Text passage:
—————
Consumption slowdown will be extreme: Albinder Dhindsa3 min read . Updated: 18 May 2020, 12:02 AM IST
73% of the people are now ordering online for the convenience and safety of home delivery and not because prices are cheaper than stores
At a time most companies are facing a collapse in demand, online grocer Grofers is besieged by a flood of new customers. Once the peak of covid-19 passes, the company’s monthly order volumes will have risen by 30-35% from pre-covid levels, Albinder Dhindsa, co-founder and chief executive officer, said in an interview as part of Mint’s Pivot or Perish Series. But a consumption slowdown is under way and will only get worse, he warned, and customers have already started switching to cheaper brands. Edited excerpts:
The lockdown has been in force for nearly two months. How have you pivoted the business in such challenging times?
In the first phase immediately after the lockdown, demand went through the roof, but our supply chain was severely hurt because of forced warehouse closures and labour disruptions. After that, things have started getting back to normal, except for Maharashtra.
Demand continues to be high, but customers are caring about different things than they were before covid-19. For instance, we used to sell a lot of open, unbranded dals. But now, people are buying packaged, branded dals. We are hearing that even offline, people are preferring to buy packaged, hygienic stuff. Pan-India, we are back to 80% of our pre-covid capacity. Before covid, 30% of our business used to come from Mumbai, Pune and Ahmedabad. These three places aren’t operational right now. The rest of the cities, which contributed 70%—that business has grown bigger. On average, we are doing deliveries in 18 hours.
Once the peak of the pandemic passes, how much will order volumes normalize at, compared with pre-covid levels?
There was a time when we were running at double of pre-covid numbers. But obviously that’s not sustainable. If things were to open up today, volumes would be 30-35% higher. But if this kind of lockdown persists for a quarter or two, then order volumes will be double of what they were before covid. The early signs are that the consumption slowdown is going to be extreme. People are buying smaller packs and private labels which are cheaper. Even before covid, because of the weak economy, people were buying cheaper brands. But it seems to be getting worse. So, it will continue. Non-discretionary spending will definitely be badly hit—it’s a question of ‘how much?’
Has there been a permanent shift in customer behaviour towards online grocery?
—————
[Stored data]
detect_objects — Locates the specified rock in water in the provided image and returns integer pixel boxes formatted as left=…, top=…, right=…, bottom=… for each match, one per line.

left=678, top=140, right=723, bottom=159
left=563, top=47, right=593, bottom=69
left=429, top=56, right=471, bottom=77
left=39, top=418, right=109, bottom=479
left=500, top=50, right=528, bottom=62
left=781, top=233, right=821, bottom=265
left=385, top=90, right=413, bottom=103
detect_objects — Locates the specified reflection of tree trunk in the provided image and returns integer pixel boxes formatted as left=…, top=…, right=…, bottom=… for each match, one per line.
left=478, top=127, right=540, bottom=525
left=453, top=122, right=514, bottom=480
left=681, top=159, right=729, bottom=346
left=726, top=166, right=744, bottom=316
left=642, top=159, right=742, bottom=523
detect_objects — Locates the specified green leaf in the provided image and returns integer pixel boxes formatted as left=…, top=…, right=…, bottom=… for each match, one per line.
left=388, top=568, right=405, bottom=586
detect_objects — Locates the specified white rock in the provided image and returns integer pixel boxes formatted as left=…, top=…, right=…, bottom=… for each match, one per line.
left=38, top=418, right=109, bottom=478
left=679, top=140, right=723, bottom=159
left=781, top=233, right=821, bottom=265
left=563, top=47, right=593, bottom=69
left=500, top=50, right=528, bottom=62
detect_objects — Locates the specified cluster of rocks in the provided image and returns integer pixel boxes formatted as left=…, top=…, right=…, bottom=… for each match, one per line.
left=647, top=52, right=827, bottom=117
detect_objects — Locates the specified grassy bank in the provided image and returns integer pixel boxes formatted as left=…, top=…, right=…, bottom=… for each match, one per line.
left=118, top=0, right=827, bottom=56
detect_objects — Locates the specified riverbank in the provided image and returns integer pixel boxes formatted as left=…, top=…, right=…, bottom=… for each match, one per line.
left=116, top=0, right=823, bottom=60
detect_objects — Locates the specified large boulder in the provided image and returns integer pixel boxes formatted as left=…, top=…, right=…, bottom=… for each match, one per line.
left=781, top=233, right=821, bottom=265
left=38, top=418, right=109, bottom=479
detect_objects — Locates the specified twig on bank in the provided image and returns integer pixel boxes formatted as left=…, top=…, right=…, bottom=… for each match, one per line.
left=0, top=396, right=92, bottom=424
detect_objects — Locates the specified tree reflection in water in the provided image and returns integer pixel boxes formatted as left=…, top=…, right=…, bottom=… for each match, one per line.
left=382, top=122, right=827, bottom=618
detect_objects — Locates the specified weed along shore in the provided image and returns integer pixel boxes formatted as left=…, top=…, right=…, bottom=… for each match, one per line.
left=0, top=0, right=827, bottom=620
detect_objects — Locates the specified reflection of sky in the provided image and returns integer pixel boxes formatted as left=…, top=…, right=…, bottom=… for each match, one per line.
—————
Task prompt: Translate this sentence from the interview with the Grofers co-founder into Spanish: "People are buying smaller packs and private labels which are cheaper."

Solution for this task: La gente está comprando paquetes más pequeños y marcas propias, que son más baratas.